━━ EXCERPTED RECORDS
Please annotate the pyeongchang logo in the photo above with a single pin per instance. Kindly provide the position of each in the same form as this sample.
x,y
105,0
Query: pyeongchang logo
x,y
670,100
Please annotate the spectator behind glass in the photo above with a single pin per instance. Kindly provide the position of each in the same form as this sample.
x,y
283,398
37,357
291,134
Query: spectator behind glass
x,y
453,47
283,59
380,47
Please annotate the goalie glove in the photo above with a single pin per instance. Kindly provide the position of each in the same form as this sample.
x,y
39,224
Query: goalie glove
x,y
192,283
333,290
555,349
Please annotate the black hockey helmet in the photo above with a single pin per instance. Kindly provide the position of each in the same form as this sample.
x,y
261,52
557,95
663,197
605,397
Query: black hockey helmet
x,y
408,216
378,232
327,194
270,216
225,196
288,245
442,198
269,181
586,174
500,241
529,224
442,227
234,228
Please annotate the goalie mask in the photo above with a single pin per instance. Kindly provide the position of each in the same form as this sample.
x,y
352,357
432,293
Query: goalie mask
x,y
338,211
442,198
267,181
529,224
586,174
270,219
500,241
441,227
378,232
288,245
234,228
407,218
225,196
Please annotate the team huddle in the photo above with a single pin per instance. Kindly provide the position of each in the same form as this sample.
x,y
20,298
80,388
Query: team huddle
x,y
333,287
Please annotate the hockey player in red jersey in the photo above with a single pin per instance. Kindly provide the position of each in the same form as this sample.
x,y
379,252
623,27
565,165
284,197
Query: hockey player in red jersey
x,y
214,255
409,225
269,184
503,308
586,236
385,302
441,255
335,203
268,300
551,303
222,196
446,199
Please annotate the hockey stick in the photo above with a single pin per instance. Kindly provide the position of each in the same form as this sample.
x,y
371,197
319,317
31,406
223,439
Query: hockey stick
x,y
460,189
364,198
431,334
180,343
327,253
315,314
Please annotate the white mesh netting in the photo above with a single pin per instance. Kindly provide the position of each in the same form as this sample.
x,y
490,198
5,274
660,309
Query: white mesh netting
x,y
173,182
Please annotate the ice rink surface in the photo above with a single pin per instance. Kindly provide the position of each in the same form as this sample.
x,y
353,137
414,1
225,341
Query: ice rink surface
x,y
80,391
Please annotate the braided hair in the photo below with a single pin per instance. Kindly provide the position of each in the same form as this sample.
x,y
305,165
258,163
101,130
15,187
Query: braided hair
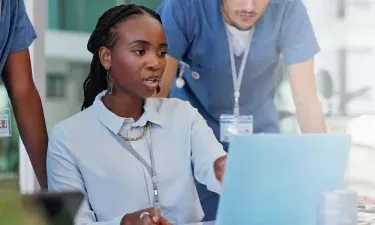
━━━━
The string "braided" may appear on lines of the data above; give the number of those lines and nothing more.

2